--- Start of Source ---

Briefly, systems, apparatuses, and methods are set forth to help control the speed and computational resources required for arithmetic operations of two numbers in a first format, by approximating the arithmetic operations using a plurality of decomposed numbers in a second format that facilitates faster calculations than the first format, such that performing arithmetic operations using the decomposed numbers is capable of approximating the results of the arithmetic operations of the two numbers in the first format.
In some implementations, processing units are disclosed herein, including a memory unit configured to store results of one or more arithmetic operations, a floating-point unit (FPU) configured to perform the one or more arithmetic operations, a control unit operatively coupled with the memory unit and the FPU. The control unit is configured to: perform number decomposition on a first number and a second number of a first floating-point format to represent each of the numbers as a plurality of decomposed numbers of a second floating-point format, the second floating-point format having fewer significand bits than the first floating-point format; cause the FPU to perform the one or more arithmetic operations using the decomposed numbers as dynamically determined based on accuracy demand; and store results of the one or more arithmetic operations in the memory unit in the second floating-point format.
In some embodiments, the control unit of the processing unit is further configured to cause the FPU to approximate a sum of the first number and the second number of the first floating-point format by determining a sum of at least two of the decomposed numbers of the second floating-point format. In some examples, at least two of the decomposed numbers are determined based on significance of exponent values of the decomposed numbers.
In some embodiments, the control unit is further configured to: determine a number of terms to calculate for approximating a product of the first number and the second number of the first floating-point format; cause the FPU to calculate one or more terms according to the determined number of terms, each term comprising either a product of the decomposed numbers of the second floating-point format or a sum of a plurality of products of the decomposed numbers of the second floating-point format; and cause the FPU to approximate a product of the numbers of the first floating-point format using the product or the sum of the products of the decomposed numbers in the one or more arithmetic operations. In some examples, the number of terms is statically or dynamically determined based on the accuracy demand.
In some embodiments, the first floating-point format has a first number of exponent bits, and the second floating-point format has a second number of exponent bits that is different from the first number of exponent bits. In some embodiments, the first floating-point format and the second floating-point format have a same number of exponent bits. In some embodiments, the first floating-point format includes at least three times as many significand bits as the second floating-point format. Each of the numbers of the first floating-point format is decomposable into three numbers of the second floating-point format.

--- End of Source ---

**Problem 1**
Copy the entries below word for word.

--- Start of Available records ---

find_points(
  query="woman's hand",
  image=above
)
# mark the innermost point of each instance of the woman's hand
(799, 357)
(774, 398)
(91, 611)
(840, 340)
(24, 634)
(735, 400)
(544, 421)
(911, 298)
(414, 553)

--- End of Available records ---

**Problem 2**
In the text on floating-point number decomposition, write out the part starting with "In some embodiments, the control unit of" and going on through "the decomposed numbers.", swapping "exponent values" for "significand values".

**Correct response 1**
find_points(
  query="woman's hand",
  image=above
)
# mark the innermost point of each instance of the woman's hand
(799, 357)
(774, 398)
(91, 611)
(840, 340)
(24, 634)
(735, 400)
(544, 421)
(911, 298)
(414, 553)

**Correct response 2**
In some embodiments, the control unit of the processing unit is further configured to cause the FPU to approximate a sum of the first number and the second number of the first floating-point format by determining a sum of at least two of the decomposed numbers of the second floating-point format. In some examples, at least two of the decomposed numbers are determined based on significance of significand values of the decomposed numbers.